# What needs to be done
From the article on New Zealand's financial system risks, extract verbatim the part that opens with the words containing "This would lead" and closes with "the highest risk.".

# Passage
■ ■ ■ ■ ■ ■ ■

NZ faces rising financial system risks – S&P
Robust house price growth – particularly in Auckland – is elevating risks to New Zealand’s financial system, according to Standard & Poor’s latest Banking Industry Country Risk Assessment (BICRA).
Monday, August 17th 2015, 10:43AM
Standard & Poor’s credit analyst Nico De Lange said the risk of a sharp correction in property prices has increased.
“And if prices were to fall steeply, New Zealand's structural external weaknesses - such as its persistent current account deficits, high levels of external debt, and exposure to commodity price fluctuations - will worsen the impact on the economy.”
This would lead to the cost of external borrowings rising and domestic credit conditions tightening.
The currency might also depreciate sharply, and economic growth would slow down.
All of which would result in lower income levels.
As a result, the ratings agency has revised New Zealand’s BICRA score to '4' from '3’.
The BICRA scale runs from 1, which is the lowest risk, to 10, which is the highest risk.
Standard & Poor’s also cut its stand-alone credit profiles on New Zealand's big four banks, and lowered its ratings on seven New Zealand financial institutions.
While it affirmed the ratings on 11 financial institutions, it lowered the stand-alone credit profiles of six of these.

■ ■ ■ ■ ■ ■ ■

# Recorded data
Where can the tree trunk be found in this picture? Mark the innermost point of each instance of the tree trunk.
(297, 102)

■ ■ ■ ■ ■ ■ ■

# Response to the task
This would lead to the cost of external borrowings rising and domestic credit conditions tightening.
The currency might also depreciate sharply, and economic growth would slow down.
All of which would result in lower income levels.
As a result, the ratings agency has revised New Zealand’s BICRA score to '4' from '3’.
The BICRA scale runs from 1, which is the lowest risk, to 10, which is the highest risk.